◆ **SOURCE EXCERPT**:
▬▬▬

# Chicken Noodle Soup



## Paymaster (Jan 22, 2009)

Home made today!


----------



## sudshunter (Jan 20, 2008)

that looks awesome ! you can almost smell it...


----------



## Finger_Mullet (Aug 19, 2005)

wow222 said:


> Awesome Paymaster..at that time i am hungry and want to sip of that special soup now i am going in a dream for take the taste of this superb soup..haha..but i hope i will try this at home and i also eat only no body with me when i eat becausa its not true to share the pic of the soup because in my mouth i feel the taste of delicious soup...



What he said............ I guess.

Darin


----------



## Peixaria (Dec 31, 2008)

Thats priceless Baby! And the soup looks good too.

▬▬▬

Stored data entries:

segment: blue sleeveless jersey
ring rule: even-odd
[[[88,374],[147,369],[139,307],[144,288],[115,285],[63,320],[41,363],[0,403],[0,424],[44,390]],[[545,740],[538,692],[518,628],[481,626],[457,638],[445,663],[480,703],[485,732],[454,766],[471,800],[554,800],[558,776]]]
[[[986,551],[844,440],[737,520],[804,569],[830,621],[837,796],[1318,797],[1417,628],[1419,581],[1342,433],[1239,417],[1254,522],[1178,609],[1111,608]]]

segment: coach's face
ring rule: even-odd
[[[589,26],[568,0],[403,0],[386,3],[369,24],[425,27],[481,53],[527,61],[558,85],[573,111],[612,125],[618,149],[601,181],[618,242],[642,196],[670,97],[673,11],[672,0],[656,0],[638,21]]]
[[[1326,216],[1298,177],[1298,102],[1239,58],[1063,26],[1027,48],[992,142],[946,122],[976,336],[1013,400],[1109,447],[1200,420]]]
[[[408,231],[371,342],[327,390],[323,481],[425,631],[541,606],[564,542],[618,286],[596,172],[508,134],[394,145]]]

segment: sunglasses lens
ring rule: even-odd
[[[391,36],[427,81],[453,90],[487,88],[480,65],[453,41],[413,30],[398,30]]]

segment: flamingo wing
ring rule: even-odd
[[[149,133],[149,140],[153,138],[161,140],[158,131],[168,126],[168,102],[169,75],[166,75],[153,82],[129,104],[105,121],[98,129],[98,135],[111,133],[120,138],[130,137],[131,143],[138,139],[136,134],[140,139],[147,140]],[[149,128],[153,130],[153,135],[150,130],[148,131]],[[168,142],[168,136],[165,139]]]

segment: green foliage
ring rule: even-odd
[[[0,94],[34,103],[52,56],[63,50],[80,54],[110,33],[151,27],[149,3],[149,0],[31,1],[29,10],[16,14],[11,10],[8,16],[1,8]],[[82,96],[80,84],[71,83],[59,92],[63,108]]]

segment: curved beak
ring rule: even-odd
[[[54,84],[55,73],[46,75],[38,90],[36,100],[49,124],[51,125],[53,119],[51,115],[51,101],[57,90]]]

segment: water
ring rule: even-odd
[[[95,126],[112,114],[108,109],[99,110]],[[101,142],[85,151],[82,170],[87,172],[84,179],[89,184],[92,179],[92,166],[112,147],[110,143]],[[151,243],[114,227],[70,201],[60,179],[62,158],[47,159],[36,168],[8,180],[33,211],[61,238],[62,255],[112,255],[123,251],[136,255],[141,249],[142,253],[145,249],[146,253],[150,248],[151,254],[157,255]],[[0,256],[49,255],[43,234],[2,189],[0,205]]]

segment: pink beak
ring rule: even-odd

▬▬▬

◆ **STATED EXERCISE A**: From the chicken noodle soup forum thread, copy the passage starting at "that looks awesome" and ending at "of delicious soup..." word for word.
◆ **STATED EXERCISE B**: Write the next part of the chicken noodle soup forum thread, picking up after its last post.

◆ **ANSWER A**:
that looks awesome ! you can almost smell it...


----------



## Finger_Mullet (Aug 19, 2005)

wow222 said:


> Awesome Paymaster..at that time i am hungry and want to sip of that special soup now i am going in a dream for take the taste of this superb soup..haha..but i hope i will try this at home and i also eat only no body with me when i eat becausa its not true to share the pic of the soup because in my mouth i feel the taste of delicious soup...

◆ **ANSWER B**:
----------



## RuddeDogg (Mar 20, 2004)

Looks like Boss Doggs homemade soup. She just did homemade chicken pot pie in a big ole square pan. It lasted two days.


----------



## Paymaster (Jan 22, 2009)

RuddeDogg said:


> Looks like Boss Doggs homemade soup. She just did homemade chicken pot pie in a big ole square pan. It lasted two days.


Chicken Pot Pie is a favorite around here as well. However, it would not last two days with this bunch.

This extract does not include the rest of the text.